WHAT THIS TASK INVOLVES - Set out the lines starting at the beginning of the listing and ending at the line containing "Target: white dog's floppy ear" as a Markdown table with the columns Row and Line, numbering each row and omitting blank lines.

Entries for pointing and labeling

=======

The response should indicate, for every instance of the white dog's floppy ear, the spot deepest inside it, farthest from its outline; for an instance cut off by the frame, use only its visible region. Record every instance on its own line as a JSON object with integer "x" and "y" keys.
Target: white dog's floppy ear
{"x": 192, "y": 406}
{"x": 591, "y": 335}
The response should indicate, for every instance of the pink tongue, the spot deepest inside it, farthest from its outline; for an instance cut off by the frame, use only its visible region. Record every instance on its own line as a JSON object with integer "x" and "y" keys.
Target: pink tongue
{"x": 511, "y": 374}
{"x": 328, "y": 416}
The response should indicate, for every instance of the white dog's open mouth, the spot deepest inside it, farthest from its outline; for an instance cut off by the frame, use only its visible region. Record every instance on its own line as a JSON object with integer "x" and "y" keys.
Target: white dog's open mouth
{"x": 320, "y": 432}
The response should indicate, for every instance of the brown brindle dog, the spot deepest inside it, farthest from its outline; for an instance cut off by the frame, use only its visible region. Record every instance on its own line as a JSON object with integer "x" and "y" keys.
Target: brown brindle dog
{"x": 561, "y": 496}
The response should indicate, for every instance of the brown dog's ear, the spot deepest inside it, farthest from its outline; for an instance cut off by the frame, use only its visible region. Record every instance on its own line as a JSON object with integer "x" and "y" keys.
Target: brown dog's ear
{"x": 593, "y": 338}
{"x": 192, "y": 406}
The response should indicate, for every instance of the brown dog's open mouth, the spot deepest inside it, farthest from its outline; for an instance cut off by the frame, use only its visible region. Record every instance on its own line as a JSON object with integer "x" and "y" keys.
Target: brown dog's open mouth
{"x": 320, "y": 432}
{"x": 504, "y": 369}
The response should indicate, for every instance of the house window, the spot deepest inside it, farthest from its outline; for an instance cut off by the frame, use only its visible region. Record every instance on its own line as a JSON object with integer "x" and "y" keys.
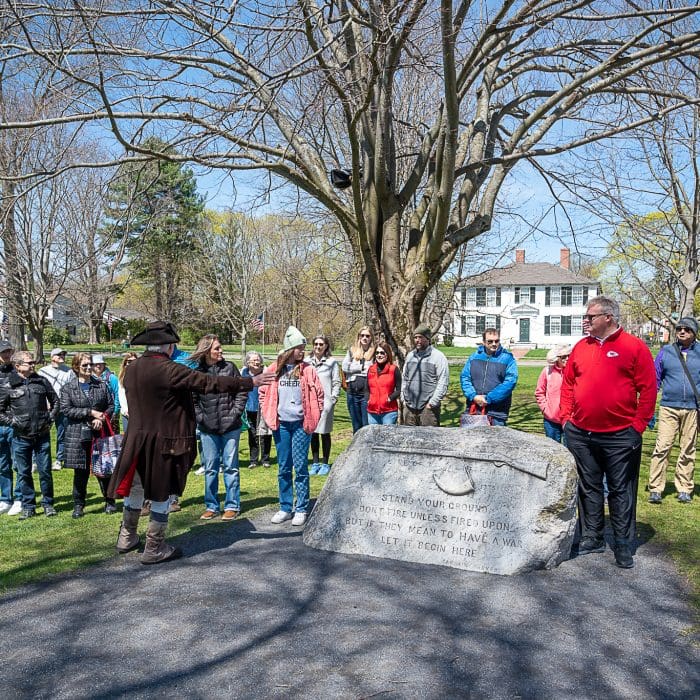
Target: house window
{"x": 524, "y": 295}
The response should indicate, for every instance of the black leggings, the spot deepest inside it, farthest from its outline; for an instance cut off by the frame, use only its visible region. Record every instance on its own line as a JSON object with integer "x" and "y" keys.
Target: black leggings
{"x": 326, "y": 444}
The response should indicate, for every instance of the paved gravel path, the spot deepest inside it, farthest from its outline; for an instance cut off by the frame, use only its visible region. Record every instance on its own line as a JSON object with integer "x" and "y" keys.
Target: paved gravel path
{"x": 251, "y": 612}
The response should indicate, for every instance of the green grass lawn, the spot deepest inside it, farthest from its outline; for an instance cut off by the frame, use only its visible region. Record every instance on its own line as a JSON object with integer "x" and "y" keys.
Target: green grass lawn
{"x": 32, "y": 550}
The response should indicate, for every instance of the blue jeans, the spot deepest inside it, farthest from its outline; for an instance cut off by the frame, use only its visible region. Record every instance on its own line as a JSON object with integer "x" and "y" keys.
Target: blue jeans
{"x": 357, "y": 408}
{"x": 382, "y": 418}
{"x": 221, "y": 450}
{"x": 553, "y": 430}
{"x": 6, "y": 464}
{"x": 292, "y": 451}
{"x": 22, "y": 451}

=======

ANSWER TO THE EXERCISE -
| Row | Line |
|---|---|
| 1 | The response should indicate, for every instance of the white dog's floppy ear, the spot deepest inside it, farthest from its outline; for an instance cut off by the frame, use only its visible region. Record every instance on its own line as a JSON object with integer "x" and "y" keys. |
| 2 | Target: white dog's floppy ear |